##### RECORDS FOR PROCESSING #####

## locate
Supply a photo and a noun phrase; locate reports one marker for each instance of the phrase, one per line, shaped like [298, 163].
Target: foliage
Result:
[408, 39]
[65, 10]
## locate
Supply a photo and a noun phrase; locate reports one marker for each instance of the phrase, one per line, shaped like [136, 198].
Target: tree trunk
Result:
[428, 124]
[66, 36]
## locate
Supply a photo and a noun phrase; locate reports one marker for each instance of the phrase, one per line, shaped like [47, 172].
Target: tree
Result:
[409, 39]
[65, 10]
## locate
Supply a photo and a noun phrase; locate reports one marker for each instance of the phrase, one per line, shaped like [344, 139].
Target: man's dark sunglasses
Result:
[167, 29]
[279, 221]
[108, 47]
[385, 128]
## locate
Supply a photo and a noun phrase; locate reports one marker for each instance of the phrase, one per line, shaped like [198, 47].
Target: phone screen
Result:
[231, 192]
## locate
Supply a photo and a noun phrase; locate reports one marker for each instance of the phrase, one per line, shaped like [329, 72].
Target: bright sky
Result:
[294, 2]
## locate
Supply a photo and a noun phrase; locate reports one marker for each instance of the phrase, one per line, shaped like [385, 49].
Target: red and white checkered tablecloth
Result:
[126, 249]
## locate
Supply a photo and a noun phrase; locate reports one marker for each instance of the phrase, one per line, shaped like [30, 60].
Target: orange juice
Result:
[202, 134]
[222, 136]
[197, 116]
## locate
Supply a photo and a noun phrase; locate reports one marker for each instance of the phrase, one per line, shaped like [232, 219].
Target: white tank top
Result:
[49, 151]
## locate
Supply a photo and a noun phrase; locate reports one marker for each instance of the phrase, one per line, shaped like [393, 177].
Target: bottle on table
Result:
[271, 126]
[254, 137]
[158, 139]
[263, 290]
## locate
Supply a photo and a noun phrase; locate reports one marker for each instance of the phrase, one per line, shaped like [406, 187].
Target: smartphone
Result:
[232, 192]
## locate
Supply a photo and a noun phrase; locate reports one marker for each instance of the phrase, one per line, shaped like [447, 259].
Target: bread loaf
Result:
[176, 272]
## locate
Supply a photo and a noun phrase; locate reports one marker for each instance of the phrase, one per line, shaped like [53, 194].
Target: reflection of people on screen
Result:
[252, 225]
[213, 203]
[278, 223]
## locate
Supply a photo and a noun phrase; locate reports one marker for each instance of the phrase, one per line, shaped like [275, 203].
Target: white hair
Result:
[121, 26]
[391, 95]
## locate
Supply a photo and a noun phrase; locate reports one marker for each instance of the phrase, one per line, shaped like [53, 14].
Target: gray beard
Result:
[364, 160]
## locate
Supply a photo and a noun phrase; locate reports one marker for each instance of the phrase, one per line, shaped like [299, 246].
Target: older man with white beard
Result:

#####

Each of the records should be retyped exactly.

## locate
Supply a photo and a noun phrase; locate reports one marker for each instance of the phrase, one per line, shaped like [298, 163].
Target: foliage
Result:
[408, 39]
[65, 10]
## locate
Supply a photo and a noun phrase; locate reports one marker for each instance of the phrase, one per line, shaped like [136, 198].
Target: tree trunk
Result:
[428, 124]
[66, 36]
## locate
Supply a photo and a noun phrase; locate reports one marker for each instance of the phrase, one per line, shaped like [47, 172].
Target: tree
Result:
[409, 39]
[65, 10]
## locate
Supply a photo and a noun phrase; locate reports one marker for each instance of the phrase, one per line, shaped like [344, 139].
Target: man's dark sunglasses
Result:
[167, 29]
[279, 221]
[108, 47]
[385, 128]
## locate
Supply a photo and a noun phrase; locate reports one marker for each instance of the phrase, one per line, shaped like [198, 47].
Target: phone screen
Result:
[231, 192]
## locate
Supply a photo and a noun phrase; locate reports one marker for each instance of the phrase, one per line, shaped like [329, 72].
Target: bright sky
Result:
[294, 2]
## locate
Supply a photo and a noun phrase; locate reports one marker for each instance of the phrase, one per line, shaped like [385, 49].
Target: red and white checkered tablecloth
Result:
[126, 249]
## locate
Supply a photo and a noun phrase; locate reports one marker for each instance of the phrase, one per line, shaped like [30, 60].
Target: orange juice
Result:
[202, 134]
[222, 136]
[197, 116]
## locate
Supply a photo and a noun phrase; locate reports one marker for each instance of the phrase, one per line, shaped like [232, 219].
Target: white tank top
Result:
[49, 151]
## locate
Supply a photo and a noun phrase; locate reports one marker for each instance of the phrase, one per line, shaped like [393, 177].
Target: bottle on table
Result:
[271, 126]
[254, 137]
[158, 139]
[263, 290]
## locate
Supply a photo and a noun phrase; locate reports one marker for each instance of the phrase, one per line, shaped like [406, 187].
Target: smartphone
Result:
[232, 192]
## locate
Supply a photo and a noun phrase; locate reports one marker for each instance of the phrase, one per line, shaped like [447, 259].
Target: bread loaf
Result:
[176, 272]
## locate
Supply a photo and a noun phrase; locate reports one marker for each instance of the phrase, one per line, shaped like [53, 194].
Target: reflection of people on screen
Result:
[252, 225]
[213, 203]
[278, 223]
## locate
Supply a photo and a noun phrase; locate reports one marker for each instance of the phrase, one per line, shaped like [275, 203].
Target: white hair
Result:
[121, 26]
[391, 95]
## locate
Supply a photo and a noun phrase; locate reports one marker for each instance of the phrase, one per line, shaped like [53, 14].
Target: gray beard
Result:
[364, 160]
## locate
Supply a photo and a noun phrase; locate reports one marker for each instance of the phrase, one per line, shaped like [299, 246].
Target: older man with white beard
Result:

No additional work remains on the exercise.